• TASKS TO CARRY OUT:
1: In the Gracie Mansion protest article, rewrite the paragraph that begins "Protesters from a variety of organizations" in a shorter form that keeps its main facts.
2: List every organization named in the Gracie Mansion protest article.
3: Transcribe the Gracie Mansion protest article word for word, starting with "Dozens of migrants" and going on through "East Side home.".

• DOCUMENT PASSAGE:
- Opening Delimiter -

Dozens of migrants and advocates protested Mayor Eric Adams’ effort to limit shelter stays by pulling out sleeping bags on the doorstep of Gracie Mansion on Thursday.
“Mayor Adams you can’t hide, we don’t want to sleep outside,” participants chanted from inside their sleeping bags on 86th Street and East End Avenue, just outside of Hizzoner’s Upper East Side home.
Protesters from a variety of organizations including the Legal Aid Society and the coalition for the homeless accused Mayor Adams of “punching down” at vulnerable individuals by striving to limit the stay of single male migrants to 30 days inside shelters while placing a cap on families at 60 days.
Advocates argue that if the right to shelter law is nullified, the streets of the Big Apple will be inundated with new arrivals, including families, sleeping on the sidewalk. In an effort to showcase what this might look like, several immigrants joined in what they dubbed a “sleep in.”
“Gracie Mansion is the mayor’s mansion, but it doesn’t belong to the mayor, it belongs to the people of New York,” Amaha Kassa said, the executive director of African Communities Together. “We’re here today with our sleeping bags and with our tents because if we don’t get leadership from Mayor Adams on the migrant crisis and on housing and protecting the right to shelter, we are gonna see sleeping bags and tents all over New York City.”

- Closing Delimiter -

• GIVEN ENTRIES:
- Opening Delimiter -

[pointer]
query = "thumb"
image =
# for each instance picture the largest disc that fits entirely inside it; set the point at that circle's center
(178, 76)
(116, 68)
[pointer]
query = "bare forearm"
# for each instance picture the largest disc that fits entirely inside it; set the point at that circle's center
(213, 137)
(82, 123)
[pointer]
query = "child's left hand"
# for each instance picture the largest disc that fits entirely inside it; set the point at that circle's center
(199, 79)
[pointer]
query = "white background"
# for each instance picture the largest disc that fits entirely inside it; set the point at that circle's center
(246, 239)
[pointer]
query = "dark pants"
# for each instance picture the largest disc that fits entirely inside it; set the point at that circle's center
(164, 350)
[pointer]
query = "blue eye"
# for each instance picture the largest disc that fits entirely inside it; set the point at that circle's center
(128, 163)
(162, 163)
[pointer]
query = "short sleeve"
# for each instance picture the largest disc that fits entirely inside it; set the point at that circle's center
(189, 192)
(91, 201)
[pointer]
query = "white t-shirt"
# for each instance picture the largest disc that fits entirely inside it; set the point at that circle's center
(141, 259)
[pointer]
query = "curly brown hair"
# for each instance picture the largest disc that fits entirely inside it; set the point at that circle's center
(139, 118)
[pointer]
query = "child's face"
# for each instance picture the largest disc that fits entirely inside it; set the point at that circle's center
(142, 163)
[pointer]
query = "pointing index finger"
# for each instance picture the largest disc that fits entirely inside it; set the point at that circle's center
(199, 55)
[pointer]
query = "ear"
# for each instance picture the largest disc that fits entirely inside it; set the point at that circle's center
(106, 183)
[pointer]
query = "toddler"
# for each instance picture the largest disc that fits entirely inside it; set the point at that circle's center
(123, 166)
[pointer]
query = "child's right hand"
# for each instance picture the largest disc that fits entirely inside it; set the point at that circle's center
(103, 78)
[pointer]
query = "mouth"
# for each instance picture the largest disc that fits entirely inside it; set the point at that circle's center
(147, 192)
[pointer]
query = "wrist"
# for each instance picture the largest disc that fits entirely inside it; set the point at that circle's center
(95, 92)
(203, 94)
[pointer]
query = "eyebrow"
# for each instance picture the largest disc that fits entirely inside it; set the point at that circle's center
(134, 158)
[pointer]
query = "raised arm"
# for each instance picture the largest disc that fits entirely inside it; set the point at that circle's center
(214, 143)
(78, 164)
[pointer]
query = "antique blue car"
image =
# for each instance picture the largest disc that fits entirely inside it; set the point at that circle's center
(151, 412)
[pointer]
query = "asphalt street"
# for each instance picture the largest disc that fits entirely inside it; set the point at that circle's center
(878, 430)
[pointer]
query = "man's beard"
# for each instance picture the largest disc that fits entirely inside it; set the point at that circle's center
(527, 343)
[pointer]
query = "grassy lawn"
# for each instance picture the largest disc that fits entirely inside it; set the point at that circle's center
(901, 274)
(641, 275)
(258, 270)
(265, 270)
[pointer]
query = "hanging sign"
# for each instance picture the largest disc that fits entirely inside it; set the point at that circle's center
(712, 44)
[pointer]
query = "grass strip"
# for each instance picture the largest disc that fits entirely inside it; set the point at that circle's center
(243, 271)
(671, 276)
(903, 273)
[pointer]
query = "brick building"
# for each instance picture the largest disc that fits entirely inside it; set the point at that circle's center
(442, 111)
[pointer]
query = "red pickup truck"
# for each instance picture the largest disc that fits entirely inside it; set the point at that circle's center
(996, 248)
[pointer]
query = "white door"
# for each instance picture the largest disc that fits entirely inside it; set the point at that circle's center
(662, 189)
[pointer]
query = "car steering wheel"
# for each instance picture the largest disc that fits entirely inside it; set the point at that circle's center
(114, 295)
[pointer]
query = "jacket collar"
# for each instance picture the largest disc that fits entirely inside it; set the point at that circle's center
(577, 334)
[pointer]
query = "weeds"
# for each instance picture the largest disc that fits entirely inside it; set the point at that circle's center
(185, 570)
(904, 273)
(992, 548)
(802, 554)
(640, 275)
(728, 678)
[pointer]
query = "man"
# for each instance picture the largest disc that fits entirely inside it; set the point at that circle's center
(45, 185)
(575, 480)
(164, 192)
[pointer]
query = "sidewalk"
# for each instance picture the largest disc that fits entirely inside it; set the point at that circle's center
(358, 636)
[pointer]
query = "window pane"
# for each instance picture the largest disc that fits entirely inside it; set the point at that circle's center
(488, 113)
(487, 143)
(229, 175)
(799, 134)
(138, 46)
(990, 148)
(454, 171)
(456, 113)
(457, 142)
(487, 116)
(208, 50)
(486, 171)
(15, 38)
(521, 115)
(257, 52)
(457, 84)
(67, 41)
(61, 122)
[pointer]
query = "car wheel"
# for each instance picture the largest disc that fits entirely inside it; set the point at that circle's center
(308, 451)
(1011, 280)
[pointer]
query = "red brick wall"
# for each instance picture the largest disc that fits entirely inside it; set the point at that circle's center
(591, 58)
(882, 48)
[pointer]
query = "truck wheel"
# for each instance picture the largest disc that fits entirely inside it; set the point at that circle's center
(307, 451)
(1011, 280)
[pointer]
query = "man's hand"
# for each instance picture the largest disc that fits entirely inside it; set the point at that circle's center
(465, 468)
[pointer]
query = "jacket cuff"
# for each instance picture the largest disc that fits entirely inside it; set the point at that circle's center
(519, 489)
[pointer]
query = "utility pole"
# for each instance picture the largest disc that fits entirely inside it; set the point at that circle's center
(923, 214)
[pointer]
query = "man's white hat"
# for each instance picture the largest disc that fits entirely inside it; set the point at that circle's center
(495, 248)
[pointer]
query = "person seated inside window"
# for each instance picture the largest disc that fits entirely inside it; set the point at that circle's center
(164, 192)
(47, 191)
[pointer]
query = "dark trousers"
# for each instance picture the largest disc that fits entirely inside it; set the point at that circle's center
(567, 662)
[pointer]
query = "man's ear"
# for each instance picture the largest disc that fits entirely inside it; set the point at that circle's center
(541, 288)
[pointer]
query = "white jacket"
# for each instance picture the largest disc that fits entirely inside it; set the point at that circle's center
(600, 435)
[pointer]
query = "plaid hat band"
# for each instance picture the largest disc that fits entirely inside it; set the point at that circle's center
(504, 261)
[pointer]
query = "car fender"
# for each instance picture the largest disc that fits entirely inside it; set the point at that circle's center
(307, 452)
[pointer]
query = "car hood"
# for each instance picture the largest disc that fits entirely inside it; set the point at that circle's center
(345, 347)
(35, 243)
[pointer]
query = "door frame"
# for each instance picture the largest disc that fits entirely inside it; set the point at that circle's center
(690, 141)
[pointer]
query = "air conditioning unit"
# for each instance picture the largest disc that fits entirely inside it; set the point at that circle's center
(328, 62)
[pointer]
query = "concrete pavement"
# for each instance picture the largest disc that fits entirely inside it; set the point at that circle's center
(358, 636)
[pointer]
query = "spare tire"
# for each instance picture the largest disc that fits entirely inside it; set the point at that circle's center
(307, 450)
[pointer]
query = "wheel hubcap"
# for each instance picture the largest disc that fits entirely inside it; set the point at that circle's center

- Closing Delimiter -
- Opening Delimiter -

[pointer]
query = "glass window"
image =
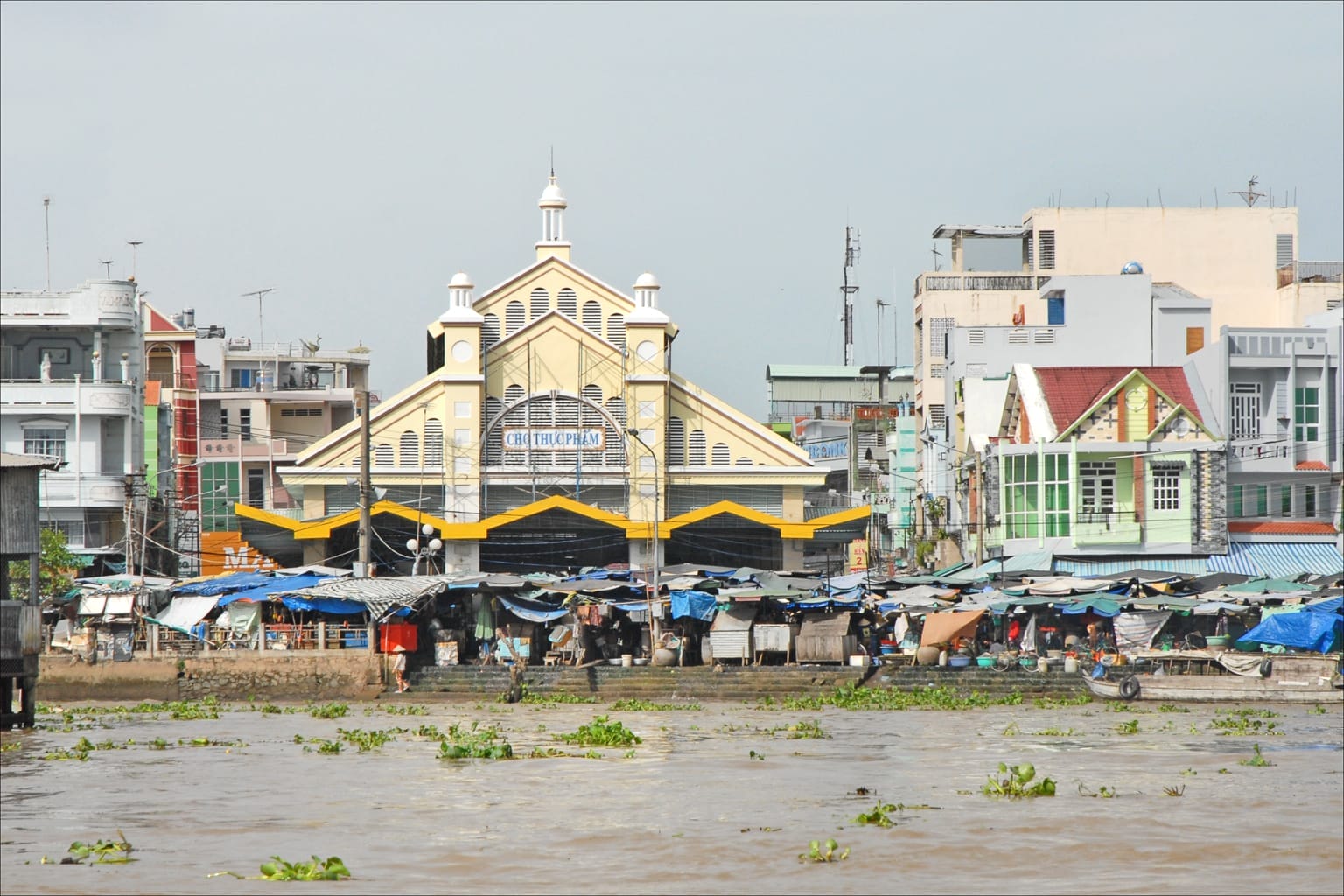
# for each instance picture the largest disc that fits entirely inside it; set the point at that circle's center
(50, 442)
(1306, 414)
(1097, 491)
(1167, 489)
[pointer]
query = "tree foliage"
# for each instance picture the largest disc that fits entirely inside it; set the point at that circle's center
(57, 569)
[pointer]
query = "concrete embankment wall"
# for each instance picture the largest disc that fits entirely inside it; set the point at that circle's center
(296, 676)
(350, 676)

- Closing Delimiter -
- Opening Delimiter -

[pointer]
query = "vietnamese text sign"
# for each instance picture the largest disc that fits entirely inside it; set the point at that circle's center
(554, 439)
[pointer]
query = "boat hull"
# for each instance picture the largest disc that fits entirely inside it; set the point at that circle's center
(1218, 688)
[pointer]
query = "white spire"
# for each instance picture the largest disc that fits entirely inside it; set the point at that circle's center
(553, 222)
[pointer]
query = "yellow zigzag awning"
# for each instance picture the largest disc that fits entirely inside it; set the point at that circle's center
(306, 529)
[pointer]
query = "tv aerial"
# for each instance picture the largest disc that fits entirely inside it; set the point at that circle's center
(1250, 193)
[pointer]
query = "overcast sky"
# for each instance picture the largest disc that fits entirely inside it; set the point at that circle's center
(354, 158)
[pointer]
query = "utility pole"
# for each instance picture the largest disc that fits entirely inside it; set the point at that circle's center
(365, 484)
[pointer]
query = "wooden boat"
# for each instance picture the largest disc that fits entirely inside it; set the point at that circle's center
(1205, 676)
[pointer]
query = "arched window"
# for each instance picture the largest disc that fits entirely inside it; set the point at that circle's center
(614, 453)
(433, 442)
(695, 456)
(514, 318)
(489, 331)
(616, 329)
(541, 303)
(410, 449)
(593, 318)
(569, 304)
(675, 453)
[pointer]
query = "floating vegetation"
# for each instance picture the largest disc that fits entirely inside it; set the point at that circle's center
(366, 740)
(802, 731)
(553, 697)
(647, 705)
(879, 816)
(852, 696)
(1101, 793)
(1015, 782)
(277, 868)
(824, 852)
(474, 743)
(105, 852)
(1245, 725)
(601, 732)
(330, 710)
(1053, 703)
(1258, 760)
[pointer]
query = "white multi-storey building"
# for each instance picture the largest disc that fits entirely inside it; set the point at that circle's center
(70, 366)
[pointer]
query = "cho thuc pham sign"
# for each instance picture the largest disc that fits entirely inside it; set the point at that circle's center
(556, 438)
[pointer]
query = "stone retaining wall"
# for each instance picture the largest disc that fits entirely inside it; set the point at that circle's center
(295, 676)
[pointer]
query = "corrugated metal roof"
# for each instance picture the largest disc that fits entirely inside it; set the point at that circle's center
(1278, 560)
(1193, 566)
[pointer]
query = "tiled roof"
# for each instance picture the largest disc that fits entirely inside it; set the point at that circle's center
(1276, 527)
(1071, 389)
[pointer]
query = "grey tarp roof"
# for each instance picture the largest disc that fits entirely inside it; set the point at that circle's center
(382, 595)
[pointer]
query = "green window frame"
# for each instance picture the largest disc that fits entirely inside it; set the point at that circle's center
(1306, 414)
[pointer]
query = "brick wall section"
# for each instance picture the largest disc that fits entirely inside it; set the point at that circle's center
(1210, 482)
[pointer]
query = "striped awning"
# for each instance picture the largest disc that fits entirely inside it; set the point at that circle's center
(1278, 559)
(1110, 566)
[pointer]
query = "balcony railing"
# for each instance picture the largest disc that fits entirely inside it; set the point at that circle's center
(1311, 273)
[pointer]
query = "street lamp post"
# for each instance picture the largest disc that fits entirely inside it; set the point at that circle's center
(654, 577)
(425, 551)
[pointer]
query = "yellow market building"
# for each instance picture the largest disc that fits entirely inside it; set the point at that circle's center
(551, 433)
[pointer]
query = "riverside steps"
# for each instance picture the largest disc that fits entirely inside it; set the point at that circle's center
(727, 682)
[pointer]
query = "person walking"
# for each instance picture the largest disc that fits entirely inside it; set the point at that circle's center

- Closing Delimiter -

• RESPONSES PER TASK:
1: Protesters from groups including the Legal Aid Society and the coalition for the homeless accused Mayor Adams of "punching down" at vulnerable people. His plan would limit single male migrants to 30 days in shelters and cap families at 60 days.

2:
- Legal Aid Society
- coalition for the homeless
- African Communities Together

3:
Dozens of migrants and advocates protested Mayor Eric Adams’ effort to limit shelter stays by pulling out sleeping bags on the doorstep of Gracie Mansion on Thursday.
“Mayor Adams you can’t hide, we don’t want to sleep outside,” participants chanted from inside their sleeping bags on 86th Street and East End Avenue, just outside of Hizzoner’s Upper East Side home.